[Stored data entries]
■ ■ ■

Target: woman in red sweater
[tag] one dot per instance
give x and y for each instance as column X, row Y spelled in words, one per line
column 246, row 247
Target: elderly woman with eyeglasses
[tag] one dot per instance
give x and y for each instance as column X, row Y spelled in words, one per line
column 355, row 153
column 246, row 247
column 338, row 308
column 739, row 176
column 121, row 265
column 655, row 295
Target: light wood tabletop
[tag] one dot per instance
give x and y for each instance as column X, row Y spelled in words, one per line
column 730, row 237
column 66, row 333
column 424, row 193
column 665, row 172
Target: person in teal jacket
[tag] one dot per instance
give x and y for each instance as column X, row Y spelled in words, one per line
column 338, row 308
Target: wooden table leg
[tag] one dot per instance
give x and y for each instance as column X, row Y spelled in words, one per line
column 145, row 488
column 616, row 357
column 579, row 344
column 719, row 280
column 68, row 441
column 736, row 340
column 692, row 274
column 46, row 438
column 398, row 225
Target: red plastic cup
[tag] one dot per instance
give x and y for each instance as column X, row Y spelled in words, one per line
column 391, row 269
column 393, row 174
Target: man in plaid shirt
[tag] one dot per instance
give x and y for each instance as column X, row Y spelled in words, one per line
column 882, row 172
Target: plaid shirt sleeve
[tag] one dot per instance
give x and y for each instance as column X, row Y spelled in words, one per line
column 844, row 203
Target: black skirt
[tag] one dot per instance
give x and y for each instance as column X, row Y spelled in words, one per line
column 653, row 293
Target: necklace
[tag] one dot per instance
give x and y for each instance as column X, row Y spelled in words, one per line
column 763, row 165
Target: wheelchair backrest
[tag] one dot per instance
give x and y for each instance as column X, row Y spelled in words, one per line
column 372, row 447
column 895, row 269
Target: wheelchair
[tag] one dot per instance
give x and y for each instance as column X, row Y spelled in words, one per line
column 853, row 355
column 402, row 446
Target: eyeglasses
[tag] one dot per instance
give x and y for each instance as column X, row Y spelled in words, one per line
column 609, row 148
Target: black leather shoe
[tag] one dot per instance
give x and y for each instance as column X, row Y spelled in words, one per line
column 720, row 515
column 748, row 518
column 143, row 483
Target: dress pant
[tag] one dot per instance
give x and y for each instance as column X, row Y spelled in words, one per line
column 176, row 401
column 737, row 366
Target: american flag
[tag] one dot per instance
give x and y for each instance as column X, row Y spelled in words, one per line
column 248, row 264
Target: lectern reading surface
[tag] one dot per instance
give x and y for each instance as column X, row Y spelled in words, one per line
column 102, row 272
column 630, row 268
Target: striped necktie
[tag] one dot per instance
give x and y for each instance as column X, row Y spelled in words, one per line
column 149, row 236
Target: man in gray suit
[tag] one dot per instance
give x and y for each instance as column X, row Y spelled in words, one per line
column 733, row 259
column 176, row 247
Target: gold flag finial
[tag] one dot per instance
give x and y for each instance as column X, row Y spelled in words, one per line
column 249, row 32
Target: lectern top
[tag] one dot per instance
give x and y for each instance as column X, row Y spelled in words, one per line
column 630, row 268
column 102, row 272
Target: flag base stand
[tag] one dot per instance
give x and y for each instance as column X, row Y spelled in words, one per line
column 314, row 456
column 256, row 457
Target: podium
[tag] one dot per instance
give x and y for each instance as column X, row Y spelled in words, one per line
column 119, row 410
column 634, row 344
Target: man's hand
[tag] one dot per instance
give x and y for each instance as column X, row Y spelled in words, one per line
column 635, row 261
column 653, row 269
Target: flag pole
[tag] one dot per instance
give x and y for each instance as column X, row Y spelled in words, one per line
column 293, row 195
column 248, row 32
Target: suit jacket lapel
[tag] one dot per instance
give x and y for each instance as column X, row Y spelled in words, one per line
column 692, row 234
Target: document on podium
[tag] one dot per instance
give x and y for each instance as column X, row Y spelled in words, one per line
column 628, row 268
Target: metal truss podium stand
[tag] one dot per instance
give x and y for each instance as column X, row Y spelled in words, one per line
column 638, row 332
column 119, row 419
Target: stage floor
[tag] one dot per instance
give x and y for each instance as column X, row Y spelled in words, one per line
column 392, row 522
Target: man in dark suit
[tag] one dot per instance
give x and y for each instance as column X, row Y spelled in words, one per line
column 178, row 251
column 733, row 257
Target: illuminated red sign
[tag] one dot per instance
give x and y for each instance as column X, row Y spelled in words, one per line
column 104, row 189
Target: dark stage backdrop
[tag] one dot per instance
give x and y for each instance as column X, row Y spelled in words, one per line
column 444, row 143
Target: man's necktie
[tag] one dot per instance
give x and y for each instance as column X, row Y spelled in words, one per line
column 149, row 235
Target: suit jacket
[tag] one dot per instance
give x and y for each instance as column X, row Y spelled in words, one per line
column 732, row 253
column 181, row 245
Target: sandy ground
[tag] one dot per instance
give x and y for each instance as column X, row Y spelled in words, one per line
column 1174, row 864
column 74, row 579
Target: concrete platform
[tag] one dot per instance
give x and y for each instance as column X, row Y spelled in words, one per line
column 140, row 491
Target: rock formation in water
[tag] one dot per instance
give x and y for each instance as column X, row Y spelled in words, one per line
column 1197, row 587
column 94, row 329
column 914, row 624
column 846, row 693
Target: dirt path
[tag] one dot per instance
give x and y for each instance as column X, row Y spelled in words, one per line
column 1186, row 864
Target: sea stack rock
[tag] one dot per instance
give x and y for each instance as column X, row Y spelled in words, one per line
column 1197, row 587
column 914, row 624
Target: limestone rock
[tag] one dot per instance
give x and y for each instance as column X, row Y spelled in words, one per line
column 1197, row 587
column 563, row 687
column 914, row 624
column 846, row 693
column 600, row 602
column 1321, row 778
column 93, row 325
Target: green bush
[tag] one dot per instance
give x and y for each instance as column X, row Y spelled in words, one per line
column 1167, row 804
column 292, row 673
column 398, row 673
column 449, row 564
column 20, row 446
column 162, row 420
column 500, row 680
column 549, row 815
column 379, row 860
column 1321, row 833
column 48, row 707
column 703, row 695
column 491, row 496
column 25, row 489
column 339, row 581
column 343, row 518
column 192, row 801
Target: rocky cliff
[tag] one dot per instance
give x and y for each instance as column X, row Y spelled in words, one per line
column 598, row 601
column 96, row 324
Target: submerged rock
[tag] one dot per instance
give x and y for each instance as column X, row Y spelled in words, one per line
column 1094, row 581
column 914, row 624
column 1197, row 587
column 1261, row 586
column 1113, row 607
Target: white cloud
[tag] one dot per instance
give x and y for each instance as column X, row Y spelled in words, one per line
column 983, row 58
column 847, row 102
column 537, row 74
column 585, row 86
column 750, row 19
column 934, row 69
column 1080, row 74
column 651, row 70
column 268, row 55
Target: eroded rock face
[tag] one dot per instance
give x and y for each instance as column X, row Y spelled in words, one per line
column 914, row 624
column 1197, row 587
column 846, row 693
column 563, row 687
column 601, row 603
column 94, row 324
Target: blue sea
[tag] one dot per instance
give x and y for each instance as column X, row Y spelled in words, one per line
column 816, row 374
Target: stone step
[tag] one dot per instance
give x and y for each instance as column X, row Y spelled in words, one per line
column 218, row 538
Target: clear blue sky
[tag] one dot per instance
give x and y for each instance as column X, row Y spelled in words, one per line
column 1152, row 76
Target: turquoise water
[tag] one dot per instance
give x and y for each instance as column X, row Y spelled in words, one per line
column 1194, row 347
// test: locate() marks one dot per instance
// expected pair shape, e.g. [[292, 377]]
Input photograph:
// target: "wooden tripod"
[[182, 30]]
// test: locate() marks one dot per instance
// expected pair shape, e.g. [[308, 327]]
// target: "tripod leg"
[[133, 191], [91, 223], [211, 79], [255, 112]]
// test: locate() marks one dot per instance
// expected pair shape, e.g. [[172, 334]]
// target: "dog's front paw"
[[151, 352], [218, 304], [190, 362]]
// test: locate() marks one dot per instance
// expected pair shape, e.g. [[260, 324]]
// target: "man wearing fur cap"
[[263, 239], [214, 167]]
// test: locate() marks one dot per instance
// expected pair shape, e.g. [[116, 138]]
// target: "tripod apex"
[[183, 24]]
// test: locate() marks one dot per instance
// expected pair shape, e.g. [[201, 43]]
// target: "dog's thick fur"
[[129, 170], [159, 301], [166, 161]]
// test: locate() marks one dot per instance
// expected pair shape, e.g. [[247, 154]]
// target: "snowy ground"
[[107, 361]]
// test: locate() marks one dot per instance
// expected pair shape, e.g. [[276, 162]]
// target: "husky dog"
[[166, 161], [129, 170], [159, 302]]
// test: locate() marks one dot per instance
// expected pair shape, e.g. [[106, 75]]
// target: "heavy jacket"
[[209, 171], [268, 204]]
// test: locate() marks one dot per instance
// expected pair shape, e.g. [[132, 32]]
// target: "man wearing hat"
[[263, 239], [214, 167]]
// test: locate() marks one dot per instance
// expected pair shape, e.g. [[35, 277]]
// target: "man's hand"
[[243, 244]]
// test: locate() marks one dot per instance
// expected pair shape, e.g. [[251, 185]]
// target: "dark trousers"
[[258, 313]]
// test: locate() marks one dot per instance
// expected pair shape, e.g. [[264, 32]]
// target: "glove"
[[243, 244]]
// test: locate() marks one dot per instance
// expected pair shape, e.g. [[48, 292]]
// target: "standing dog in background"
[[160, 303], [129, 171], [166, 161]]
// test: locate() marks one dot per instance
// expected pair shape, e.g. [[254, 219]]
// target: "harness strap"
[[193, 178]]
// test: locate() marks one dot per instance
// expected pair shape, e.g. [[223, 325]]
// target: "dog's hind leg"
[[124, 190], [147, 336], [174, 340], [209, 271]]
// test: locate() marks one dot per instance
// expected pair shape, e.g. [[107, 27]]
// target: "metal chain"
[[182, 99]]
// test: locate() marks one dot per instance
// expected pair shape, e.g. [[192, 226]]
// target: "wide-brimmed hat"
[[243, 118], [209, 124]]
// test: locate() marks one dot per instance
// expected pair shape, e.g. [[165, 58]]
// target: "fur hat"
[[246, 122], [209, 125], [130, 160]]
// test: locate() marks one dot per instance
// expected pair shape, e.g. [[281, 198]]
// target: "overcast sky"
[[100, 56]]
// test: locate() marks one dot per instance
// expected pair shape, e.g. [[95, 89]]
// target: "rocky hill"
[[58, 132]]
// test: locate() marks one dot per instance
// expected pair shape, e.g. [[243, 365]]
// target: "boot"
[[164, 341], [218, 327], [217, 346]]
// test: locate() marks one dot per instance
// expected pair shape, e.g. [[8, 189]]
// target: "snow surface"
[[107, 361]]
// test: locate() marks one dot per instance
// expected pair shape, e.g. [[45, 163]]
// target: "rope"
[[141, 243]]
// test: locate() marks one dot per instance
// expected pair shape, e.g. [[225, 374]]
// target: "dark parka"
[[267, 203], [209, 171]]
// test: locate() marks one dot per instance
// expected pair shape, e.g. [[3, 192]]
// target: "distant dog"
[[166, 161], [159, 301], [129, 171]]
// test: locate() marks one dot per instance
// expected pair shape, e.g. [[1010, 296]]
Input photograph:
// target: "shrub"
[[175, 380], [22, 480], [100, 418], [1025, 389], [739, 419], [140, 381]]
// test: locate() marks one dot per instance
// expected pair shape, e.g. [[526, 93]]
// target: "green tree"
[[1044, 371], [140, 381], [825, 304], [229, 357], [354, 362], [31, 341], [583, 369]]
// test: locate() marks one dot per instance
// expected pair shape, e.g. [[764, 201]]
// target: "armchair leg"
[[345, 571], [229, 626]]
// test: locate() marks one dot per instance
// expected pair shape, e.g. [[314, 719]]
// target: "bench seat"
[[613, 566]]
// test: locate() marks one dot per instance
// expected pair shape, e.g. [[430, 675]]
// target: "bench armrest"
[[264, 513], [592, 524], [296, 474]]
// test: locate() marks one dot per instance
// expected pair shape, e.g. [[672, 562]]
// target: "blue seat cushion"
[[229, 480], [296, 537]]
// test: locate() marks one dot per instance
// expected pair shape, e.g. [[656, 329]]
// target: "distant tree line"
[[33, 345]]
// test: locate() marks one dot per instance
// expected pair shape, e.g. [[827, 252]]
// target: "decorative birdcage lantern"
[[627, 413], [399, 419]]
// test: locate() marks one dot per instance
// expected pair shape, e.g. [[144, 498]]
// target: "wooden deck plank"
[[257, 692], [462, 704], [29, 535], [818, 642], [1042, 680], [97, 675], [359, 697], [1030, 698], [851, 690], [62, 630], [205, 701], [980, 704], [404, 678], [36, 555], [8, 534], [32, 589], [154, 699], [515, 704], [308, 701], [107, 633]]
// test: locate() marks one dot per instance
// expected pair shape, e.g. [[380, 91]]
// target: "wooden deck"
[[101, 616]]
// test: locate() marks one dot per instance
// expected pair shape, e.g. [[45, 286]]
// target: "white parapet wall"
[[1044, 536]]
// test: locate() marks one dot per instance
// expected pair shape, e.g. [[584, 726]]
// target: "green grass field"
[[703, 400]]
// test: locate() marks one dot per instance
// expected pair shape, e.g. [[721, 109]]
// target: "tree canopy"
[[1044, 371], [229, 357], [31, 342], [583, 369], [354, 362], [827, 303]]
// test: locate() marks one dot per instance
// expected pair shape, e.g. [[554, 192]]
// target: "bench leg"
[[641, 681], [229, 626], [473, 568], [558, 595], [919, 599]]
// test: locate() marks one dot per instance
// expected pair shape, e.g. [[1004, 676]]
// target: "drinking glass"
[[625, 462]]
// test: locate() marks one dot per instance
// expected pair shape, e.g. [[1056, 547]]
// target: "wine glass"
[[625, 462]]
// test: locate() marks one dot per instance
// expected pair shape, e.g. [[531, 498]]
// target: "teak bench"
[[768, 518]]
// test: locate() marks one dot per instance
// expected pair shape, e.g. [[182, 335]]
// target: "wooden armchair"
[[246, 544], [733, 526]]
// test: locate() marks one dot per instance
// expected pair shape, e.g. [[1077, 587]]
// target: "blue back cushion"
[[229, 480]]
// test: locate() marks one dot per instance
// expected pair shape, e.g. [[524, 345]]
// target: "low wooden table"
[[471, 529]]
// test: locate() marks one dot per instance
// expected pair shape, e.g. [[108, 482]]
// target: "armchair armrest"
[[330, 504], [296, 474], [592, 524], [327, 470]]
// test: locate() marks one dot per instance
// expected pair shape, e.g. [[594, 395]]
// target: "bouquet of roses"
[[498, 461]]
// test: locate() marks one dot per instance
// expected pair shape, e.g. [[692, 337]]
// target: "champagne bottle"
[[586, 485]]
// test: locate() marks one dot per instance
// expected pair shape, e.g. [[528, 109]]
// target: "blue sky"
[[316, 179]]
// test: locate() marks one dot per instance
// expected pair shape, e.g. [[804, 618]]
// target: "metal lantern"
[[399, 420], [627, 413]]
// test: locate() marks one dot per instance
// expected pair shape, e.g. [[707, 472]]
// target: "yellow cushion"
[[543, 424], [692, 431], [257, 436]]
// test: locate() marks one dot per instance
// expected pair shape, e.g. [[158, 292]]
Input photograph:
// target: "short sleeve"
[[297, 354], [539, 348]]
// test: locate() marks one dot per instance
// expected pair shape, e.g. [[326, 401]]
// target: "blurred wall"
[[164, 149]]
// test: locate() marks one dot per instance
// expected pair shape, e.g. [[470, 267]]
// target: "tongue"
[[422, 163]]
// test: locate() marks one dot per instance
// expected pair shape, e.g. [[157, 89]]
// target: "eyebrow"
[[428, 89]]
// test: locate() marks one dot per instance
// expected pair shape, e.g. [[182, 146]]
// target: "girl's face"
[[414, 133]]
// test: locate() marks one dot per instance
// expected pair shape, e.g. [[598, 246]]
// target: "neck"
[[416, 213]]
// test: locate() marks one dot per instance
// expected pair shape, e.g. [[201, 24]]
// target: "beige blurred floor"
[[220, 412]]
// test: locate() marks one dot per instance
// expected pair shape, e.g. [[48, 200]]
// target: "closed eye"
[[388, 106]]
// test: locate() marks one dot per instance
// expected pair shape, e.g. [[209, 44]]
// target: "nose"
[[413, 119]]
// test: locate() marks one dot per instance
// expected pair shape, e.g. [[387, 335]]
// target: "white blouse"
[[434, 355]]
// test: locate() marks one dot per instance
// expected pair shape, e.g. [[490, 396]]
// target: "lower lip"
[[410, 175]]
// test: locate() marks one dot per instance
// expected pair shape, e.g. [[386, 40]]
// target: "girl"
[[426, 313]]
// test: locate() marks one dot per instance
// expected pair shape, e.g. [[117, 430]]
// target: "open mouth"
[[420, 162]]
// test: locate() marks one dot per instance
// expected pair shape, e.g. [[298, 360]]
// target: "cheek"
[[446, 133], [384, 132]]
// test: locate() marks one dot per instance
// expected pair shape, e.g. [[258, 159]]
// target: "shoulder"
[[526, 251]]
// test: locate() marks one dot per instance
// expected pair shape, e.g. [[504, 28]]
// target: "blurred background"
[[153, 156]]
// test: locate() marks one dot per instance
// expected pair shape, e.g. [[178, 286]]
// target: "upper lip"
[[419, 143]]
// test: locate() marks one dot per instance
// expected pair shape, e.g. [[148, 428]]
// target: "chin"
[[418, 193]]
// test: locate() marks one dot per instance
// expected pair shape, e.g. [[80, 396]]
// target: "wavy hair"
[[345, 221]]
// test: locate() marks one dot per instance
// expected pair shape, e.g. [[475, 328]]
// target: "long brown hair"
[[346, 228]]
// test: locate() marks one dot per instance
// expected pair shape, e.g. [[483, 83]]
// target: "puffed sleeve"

■ ■ ■

▸ Work required
Only lines that hold the string "stage" belong in the answer, so copy every one of them from the records.

▸ Solution to this problem
Target: stage floor
Target: dark stage backdrop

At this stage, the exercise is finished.